(Region annotation entries)

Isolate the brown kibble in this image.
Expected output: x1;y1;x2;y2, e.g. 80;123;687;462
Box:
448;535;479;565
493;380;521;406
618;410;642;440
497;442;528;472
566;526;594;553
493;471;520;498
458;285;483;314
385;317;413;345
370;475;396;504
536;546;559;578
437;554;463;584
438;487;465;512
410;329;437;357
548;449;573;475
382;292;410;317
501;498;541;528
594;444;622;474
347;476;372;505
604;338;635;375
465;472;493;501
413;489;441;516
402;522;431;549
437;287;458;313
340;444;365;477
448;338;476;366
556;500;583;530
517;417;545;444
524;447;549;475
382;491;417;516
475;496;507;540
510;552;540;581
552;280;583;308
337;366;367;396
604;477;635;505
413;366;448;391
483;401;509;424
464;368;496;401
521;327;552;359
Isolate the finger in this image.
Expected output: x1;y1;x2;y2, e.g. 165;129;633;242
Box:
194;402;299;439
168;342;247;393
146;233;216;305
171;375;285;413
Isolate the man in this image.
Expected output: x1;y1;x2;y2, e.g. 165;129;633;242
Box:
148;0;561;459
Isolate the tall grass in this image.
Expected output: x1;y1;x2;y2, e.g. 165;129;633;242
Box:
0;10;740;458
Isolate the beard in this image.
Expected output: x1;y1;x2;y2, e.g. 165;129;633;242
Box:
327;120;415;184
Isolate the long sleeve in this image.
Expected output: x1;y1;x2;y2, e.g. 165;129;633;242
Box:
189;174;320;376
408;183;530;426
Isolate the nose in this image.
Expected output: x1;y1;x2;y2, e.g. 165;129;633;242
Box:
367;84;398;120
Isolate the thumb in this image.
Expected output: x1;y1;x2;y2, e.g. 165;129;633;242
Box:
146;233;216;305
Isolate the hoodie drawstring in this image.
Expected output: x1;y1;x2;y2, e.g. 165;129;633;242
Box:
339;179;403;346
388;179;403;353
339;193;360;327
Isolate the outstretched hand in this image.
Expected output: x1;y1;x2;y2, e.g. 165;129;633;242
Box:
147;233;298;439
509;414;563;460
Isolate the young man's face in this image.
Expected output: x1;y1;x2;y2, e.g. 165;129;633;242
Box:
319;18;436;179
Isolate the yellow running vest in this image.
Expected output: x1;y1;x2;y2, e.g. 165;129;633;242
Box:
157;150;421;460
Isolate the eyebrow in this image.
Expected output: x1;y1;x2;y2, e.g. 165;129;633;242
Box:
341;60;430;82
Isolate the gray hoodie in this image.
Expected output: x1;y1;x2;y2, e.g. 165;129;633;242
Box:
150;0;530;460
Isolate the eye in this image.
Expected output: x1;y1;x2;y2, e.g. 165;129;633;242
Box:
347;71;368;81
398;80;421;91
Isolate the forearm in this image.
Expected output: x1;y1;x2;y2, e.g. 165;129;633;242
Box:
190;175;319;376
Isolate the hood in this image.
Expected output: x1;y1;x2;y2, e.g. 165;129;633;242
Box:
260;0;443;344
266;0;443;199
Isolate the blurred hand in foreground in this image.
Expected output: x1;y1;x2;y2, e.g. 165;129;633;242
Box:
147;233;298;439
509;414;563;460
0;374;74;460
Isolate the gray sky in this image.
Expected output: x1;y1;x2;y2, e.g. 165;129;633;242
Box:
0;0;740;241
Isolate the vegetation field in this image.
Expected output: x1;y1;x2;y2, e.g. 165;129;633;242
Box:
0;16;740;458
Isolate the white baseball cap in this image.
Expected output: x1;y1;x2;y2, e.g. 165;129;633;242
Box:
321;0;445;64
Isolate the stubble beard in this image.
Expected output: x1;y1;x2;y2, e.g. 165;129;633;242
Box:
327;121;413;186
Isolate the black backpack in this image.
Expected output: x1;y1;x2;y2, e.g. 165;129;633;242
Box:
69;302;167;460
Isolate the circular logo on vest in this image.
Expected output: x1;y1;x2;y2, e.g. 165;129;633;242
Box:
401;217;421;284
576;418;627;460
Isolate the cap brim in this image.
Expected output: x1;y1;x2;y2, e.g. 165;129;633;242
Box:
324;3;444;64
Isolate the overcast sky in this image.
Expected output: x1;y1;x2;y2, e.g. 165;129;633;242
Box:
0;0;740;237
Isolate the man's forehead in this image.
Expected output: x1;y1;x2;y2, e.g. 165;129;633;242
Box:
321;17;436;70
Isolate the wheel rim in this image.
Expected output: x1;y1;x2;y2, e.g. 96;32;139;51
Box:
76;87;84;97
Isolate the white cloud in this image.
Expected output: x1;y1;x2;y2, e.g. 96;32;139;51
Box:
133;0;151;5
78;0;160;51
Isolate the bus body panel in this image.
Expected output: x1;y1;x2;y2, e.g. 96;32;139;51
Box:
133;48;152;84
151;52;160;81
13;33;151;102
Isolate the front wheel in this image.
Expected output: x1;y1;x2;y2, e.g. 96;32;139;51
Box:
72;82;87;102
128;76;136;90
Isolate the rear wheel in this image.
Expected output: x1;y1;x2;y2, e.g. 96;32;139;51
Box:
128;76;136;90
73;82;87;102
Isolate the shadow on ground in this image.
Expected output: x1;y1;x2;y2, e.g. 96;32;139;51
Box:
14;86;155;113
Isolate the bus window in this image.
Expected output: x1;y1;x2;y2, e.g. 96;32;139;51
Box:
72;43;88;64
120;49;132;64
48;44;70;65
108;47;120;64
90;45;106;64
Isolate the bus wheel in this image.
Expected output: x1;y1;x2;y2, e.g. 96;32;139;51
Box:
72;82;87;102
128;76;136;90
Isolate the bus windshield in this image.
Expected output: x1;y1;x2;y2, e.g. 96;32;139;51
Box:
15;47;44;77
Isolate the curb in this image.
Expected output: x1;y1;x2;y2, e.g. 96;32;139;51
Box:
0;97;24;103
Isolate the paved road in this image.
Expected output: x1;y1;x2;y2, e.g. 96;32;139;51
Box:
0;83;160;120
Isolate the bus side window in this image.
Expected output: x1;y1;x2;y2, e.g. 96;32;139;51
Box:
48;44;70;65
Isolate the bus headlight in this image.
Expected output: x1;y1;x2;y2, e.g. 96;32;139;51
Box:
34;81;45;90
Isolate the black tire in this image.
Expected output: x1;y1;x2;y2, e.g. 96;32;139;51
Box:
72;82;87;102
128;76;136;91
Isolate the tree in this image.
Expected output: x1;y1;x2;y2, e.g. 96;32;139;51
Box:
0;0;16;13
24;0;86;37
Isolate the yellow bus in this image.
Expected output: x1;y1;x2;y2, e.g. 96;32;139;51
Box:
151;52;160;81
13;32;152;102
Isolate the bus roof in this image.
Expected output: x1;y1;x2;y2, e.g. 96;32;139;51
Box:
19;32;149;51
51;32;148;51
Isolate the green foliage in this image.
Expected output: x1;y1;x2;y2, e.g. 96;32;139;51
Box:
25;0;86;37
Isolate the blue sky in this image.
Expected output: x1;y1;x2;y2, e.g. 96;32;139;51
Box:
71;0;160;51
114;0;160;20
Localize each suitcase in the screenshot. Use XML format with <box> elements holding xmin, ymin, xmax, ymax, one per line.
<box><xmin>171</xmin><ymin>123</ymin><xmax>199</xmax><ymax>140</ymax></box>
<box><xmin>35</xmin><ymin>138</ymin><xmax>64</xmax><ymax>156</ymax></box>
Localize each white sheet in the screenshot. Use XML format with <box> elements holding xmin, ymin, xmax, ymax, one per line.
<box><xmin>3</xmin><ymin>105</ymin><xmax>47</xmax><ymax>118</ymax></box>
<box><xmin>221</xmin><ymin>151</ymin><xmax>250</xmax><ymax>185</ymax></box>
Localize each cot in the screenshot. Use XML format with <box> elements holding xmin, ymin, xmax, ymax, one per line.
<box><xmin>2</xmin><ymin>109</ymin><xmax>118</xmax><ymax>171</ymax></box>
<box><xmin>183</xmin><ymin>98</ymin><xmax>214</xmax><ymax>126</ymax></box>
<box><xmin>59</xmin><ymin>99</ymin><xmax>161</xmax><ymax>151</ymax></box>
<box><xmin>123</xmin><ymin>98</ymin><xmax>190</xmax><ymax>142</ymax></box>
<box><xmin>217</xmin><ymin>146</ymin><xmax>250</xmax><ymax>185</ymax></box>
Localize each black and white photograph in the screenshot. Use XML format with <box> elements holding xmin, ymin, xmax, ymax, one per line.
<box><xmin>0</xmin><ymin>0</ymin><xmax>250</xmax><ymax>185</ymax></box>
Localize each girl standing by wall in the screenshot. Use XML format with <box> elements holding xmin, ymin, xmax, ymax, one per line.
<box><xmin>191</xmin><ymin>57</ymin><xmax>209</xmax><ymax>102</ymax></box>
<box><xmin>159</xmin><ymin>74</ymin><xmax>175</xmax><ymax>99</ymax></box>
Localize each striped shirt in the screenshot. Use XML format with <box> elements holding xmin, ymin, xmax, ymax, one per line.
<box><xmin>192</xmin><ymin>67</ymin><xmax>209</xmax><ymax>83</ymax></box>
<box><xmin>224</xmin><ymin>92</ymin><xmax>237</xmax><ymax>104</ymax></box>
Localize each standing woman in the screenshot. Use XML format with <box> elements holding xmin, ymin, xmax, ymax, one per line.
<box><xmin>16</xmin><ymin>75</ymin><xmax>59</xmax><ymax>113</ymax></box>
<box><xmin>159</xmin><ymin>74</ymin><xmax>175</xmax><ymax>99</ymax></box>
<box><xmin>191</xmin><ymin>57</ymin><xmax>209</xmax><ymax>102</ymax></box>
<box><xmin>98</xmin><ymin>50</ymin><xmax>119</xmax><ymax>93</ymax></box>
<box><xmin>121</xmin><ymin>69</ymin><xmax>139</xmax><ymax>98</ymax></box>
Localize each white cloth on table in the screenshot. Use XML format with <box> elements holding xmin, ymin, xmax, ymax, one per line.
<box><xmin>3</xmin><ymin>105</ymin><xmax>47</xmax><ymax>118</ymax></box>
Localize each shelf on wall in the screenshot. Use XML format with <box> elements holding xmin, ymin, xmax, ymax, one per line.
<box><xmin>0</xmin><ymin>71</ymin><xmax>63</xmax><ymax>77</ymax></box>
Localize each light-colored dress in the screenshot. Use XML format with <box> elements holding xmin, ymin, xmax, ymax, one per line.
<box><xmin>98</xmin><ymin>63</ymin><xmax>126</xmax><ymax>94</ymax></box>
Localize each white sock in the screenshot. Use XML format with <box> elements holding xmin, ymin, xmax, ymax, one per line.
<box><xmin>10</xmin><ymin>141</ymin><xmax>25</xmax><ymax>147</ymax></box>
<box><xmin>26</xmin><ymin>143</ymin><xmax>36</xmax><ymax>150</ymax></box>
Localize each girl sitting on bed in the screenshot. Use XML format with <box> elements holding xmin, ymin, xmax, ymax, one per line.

» Objective
Convert the records in the stretch from the line containing "Isolate the vegetation field in this image." through the line containing "321;17;436;70" into a two-column CSV with the columns text and answer. Give one row per record, put each field in double quotes, and replace line breaks with spaces.

» Task response
text,answer
"Isolate the vegetation field in this image. Expected output: x1;y1;x2;y2, e.g. 165;129;633;242 Box:","0;16;740;458"
"Isolate the white baseball cap in this image. Expected output: x1;y1;x2;y2, e.g. 165;129;633;242 Box:","321;0;445;64"
"Isolate the stubble beard in this image. Expected output: x1;y1;x2;y2, e.g. 165;129;633;242 Box:","327;121;413;186"
"Isolate the black backpack in this image. Expected output: x1;y1;x2;y2, e.g. 165;129;633;242 Box:","69;302;167;460"
"Isolate the circular logo on vest in this image. Expected output: x1;y1;x2;y2, e.g. 165;129;633;242 Box:","401;217;421;284 576;418;627;460"
"Isolate the cap brim in this image. Expected output: x1;y1;x2;y2, e.g. 165;129;633;242 Box:","324;3;444;64"
"Isolate the overcast sky in this image. Expected output: x1;y1;x2;y2, e.g. 165;129;633;242 Box:","0;0;740;237"
"Isolate the man's forehead in this image. Expected output: x1;y1;x2;y2, e.g. 165;129;633;242 Box:","321;17;436;70"